> _REQUIRED ACTION_:
Scan the material for the word "below", and copy each line where it shows up.
(SUPPLIED DATA begins)
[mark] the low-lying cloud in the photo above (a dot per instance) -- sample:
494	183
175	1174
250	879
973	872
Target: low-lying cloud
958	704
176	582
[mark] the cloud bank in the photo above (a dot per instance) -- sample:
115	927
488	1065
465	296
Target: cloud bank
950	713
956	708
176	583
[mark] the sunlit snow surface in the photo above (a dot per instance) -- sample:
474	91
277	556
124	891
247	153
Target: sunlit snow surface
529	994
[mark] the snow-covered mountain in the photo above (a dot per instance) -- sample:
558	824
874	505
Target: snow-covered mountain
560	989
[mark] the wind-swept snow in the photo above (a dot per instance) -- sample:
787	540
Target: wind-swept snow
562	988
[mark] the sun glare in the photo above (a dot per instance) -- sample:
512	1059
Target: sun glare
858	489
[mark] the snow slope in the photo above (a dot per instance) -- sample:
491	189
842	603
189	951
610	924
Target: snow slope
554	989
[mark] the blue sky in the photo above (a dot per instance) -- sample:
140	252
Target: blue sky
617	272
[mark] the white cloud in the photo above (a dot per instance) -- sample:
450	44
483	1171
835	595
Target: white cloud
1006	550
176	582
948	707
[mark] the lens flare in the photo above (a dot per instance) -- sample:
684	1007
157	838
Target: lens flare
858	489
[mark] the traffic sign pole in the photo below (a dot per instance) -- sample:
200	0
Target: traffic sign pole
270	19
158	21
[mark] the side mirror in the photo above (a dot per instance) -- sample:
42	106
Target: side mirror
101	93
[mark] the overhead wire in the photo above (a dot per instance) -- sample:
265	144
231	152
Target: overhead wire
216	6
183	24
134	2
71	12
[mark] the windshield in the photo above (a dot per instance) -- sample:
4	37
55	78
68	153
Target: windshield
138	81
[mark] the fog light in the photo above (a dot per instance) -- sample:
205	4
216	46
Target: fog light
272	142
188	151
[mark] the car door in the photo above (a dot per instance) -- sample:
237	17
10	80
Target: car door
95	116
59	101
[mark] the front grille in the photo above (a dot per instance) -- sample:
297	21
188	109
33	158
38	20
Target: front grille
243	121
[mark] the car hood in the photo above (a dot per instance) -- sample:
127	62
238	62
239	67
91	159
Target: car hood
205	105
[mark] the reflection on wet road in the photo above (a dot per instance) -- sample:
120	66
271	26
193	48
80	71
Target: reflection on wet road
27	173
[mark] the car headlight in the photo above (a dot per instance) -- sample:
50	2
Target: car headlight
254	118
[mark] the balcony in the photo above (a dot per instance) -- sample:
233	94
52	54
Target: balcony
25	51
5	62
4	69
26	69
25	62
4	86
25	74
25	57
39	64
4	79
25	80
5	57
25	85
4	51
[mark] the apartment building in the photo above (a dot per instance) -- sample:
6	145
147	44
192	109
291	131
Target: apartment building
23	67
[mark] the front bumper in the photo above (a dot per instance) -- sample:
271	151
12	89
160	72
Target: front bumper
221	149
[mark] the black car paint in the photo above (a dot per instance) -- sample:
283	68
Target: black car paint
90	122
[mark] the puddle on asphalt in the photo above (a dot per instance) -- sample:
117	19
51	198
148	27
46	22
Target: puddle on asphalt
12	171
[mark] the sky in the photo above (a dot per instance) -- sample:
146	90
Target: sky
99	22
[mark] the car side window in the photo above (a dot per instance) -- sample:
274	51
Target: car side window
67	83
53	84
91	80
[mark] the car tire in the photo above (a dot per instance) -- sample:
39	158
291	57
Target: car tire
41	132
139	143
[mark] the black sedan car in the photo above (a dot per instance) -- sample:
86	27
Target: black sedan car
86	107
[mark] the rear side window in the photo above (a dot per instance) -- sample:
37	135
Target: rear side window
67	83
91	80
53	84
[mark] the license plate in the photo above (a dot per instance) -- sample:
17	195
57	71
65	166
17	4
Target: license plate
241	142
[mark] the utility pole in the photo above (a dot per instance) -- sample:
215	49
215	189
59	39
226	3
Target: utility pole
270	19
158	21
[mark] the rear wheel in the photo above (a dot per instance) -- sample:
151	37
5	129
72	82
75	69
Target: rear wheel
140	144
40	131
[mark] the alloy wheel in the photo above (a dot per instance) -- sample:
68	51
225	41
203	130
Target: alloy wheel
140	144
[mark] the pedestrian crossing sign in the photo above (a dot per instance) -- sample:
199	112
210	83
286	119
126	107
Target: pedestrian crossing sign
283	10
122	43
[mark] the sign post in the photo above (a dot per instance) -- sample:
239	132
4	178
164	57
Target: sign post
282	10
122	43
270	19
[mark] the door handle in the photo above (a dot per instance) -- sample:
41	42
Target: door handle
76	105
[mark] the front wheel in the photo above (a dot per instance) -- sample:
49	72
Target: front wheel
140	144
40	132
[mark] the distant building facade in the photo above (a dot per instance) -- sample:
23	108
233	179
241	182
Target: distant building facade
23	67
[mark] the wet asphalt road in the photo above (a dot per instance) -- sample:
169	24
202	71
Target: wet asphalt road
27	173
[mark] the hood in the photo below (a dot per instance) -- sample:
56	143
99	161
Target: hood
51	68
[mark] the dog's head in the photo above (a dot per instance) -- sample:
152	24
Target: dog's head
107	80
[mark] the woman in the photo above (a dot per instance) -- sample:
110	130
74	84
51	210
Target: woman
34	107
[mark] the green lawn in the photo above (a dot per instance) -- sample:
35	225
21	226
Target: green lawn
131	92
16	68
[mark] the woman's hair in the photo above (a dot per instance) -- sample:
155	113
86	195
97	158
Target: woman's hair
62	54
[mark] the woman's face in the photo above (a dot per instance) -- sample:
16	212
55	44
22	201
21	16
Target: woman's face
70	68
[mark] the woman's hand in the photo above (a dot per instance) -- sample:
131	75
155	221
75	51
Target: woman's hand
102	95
(SUPPLIED DATA ends)
(SUPPLIED DATA begins)
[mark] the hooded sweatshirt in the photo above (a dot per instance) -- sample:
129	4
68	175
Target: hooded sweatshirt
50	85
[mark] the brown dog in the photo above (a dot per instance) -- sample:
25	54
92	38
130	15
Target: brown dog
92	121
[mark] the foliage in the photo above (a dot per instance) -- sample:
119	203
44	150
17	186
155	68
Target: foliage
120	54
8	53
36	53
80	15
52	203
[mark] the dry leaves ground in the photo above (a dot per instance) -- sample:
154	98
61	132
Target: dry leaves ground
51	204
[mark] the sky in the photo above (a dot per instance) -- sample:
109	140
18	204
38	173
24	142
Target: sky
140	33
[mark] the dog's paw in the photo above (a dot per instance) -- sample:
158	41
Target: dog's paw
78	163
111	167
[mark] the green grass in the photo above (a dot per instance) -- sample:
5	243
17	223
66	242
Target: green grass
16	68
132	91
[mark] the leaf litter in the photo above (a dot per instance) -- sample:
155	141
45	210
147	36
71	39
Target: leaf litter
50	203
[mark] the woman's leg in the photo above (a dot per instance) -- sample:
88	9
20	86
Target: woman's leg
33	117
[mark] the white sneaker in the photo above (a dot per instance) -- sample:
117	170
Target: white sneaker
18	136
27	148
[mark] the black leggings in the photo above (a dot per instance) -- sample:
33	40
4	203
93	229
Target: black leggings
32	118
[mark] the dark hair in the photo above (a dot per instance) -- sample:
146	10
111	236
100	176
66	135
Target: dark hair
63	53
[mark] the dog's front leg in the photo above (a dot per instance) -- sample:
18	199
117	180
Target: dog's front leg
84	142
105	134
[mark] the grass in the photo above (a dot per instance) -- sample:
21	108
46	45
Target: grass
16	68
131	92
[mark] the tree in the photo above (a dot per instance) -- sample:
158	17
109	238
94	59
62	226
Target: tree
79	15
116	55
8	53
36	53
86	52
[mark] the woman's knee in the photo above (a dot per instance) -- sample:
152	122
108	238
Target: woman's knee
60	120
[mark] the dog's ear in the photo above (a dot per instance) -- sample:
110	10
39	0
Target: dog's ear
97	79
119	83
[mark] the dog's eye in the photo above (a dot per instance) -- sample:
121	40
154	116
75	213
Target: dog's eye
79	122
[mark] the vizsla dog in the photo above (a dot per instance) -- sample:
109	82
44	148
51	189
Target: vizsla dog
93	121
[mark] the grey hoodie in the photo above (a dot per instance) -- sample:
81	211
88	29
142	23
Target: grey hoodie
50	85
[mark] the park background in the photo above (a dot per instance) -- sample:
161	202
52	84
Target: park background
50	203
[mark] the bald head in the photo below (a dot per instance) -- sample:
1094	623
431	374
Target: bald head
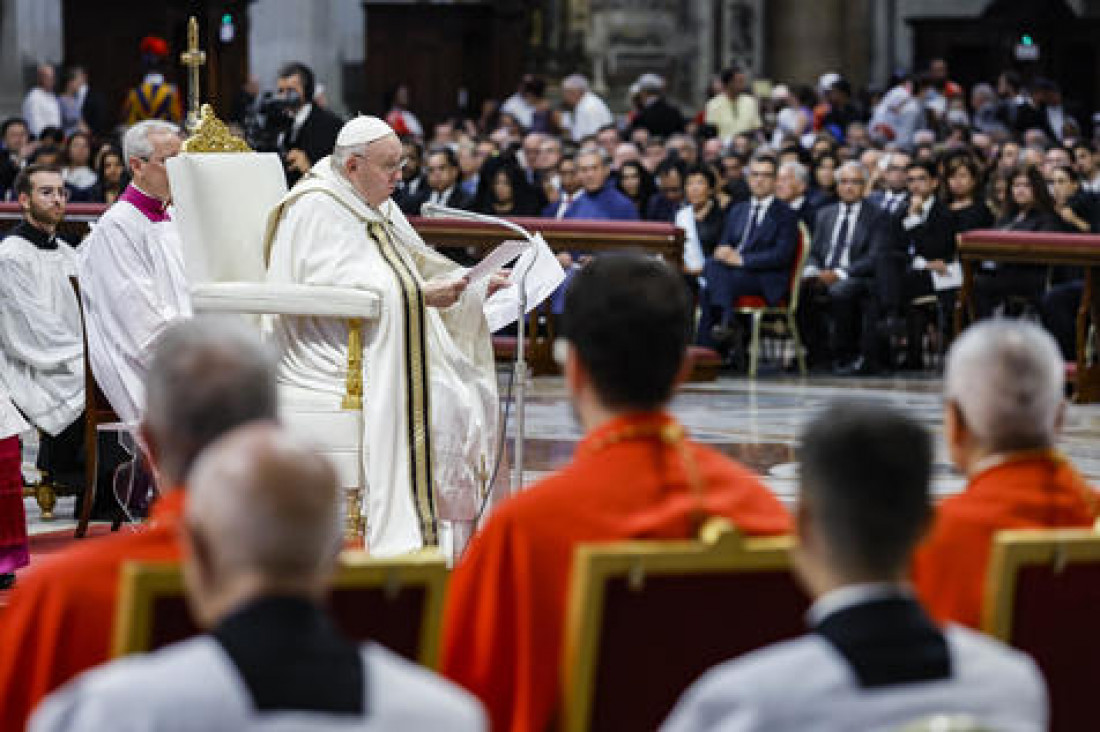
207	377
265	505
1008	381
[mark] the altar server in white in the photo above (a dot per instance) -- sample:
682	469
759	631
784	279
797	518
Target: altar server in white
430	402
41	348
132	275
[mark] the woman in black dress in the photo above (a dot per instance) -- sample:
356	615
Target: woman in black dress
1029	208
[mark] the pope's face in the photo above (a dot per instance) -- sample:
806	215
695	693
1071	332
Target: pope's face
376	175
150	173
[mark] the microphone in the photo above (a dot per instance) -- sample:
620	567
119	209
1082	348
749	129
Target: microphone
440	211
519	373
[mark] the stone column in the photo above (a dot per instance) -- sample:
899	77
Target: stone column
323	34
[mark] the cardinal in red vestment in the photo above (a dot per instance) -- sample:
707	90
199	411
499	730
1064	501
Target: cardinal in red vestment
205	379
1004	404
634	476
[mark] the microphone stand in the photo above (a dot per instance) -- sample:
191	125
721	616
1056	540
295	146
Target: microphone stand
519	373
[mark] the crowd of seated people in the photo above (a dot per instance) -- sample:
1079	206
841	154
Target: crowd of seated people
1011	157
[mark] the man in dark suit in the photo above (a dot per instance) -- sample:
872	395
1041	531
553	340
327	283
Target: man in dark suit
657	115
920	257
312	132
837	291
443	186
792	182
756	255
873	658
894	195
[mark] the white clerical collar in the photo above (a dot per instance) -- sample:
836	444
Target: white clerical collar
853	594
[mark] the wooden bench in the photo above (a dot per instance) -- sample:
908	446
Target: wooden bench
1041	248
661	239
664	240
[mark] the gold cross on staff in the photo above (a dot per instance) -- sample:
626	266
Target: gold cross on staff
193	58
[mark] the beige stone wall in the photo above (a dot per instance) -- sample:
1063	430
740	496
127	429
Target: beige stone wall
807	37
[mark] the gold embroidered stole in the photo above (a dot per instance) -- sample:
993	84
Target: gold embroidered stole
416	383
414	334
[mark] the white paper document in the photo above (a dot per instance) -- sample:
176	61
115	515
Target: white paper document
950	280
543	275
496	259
(SUPPLIED DATA ends)
> _EXERCISE RESULT_:
[mark] the traffic sign pole in the photo below (a dot per instance) -- sample:
[mark] the hood in the photo below (a dot per instance) -- sample:
[mark] the bald head in the photo below (a dot per instance) -- sample:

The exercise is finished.